Sul tema dei migranti papa Francesco, in visita a Marsiglia, lancia un appello perché il Mediterraneo smetta di essere “un mare mortuum”.

E parlando dei porti chiusi, sottolinea che “due parole sono risuonate, alimentando le paure della gente: ‘invasione’ ed ‘emergenza’. Ma chi rischia la vita in mare non invade, cerca accoglienza, cerca vita”.

 Il Papa sottolinea che c’è “il diritto sia di emigrare sia di non emigrare” e chiede di non chiudersi “nell’indifferenza”. “Contro la terribile piaga dello sfruttamento di esseri umani, la soluzione non è respingere, ma assicurare, secondo le possibilità di ciascuno, un ampio numero di ingressi legali e regolari, sostenibili grazie a un’accoglienza equa da parte del continente europeo, nel contesto di una collaborazione con i Paesi d’origine. Dire ‘basta’, invece, è chiudere gli occhi; tentare ora di ‘salvare sé stessi’ si tramuterà in tragedia domani”, ha detto il Pontefice negli Incontri del Mediterraneo.

Papa Francesco parla poi dei “vari porti mediterranei” che “si sono chiusi. E due parole sono risuonate, alimentando le paure della gente: ‘invasione’ ed ‘emergenza’. Ma chi rischia la vita in mare non invade, cerca accoglienza, cerca vita”, ha sottolineato nel suo intervento agli Incontri del Mediterraneo. “Quanto all’emergenza, il fenomeno migratorio non è tanto un’urgenza momentanea, sempre buona per far divampare propagande allarmiste, ma un dato di fatto dei nostri tempi, un processo che coinvolge attorno al Mediterraneo tre continenti e che va governato con sapiente lungimiranza: con una responsabilità europea”.

“Francesco  – annota Gianni Cardinali, inviato a Marsiglia del giornale della Cei – punta il dito su due parole che alimentano «le paure della gente»: “invasione” ed “emergenza”. «Ma chi rischia la vita in mare – aggiunge – non invade, cerca accoglienza». Mentre quanto all’emergenza, «il fenomeno migratorio non è tanto un’urgenza momentanea, sempre buona per far divampare propagande allarmiste, ma un dato di fatto dei nostri tempi», che «va governato con sapiente lungimiranza: con una responsabilità europea in grado di fronteggiare le obiettive difficoltà». Il mare nostrum insomma «grida giustizia, con le sue sponde che da un lato trasudano opulenza, consumismo e spreco, mentre dall’altro vi sono povertà e precarietà”[..], Certo «l’integrazione è faticosa, ma lungimirante: prepara il futuro che, volenti o nolenti, sarà insieme o non sarà; l’assimilazione, che non tiene conto delle differenze e resta rigida nei propri paradigmi, fa invece prevalere l’idea sulla realtà e compromette l’avvenire, aumentando le distanze e provocando la ghettizzazione, che fa divampare ostilità e insofferenze».

Parole da incorniciare. Un antidoto al virus della disumanità propagato dal governo  Meloni.

[Dati estratti da una raccolta]
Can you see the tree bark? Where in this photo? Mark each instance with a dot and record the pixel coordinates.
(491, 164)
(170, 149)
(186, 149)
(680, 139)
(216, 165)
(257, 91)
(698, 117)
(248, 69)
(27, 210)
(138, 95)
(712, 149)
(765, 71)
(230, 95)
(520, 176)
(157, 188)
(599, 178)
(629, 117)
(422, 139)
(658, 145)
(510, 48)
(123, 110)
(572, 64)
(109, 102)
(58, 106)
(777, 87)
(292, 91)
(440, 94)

▸ **Azione richiesta**
Stabilisci se ciascuna affermazione concorda con il testo sui migranti, rispondendo sì o no e citando esattamente le parole del testo che lo decidono. 1. Il Papa si trovava in visita a Marsiglia. 2. Secondo il Papa, contro lo sfruttamento di esseri umani la soluzione è respingere. 3. Gianni Cardinali è l'inviato a Marsiglia del giornale della Cei. Le righe non hanno alcun ruolo in questo.

▸ **Sezione risposta**
1. Sì: «papa Francesco, in visita a Marsiglia».
2. No: «la soluzione non è respingere».
3. Sì: «Gianni Cardinali, inviato a Marsiglia del giornale della Cei».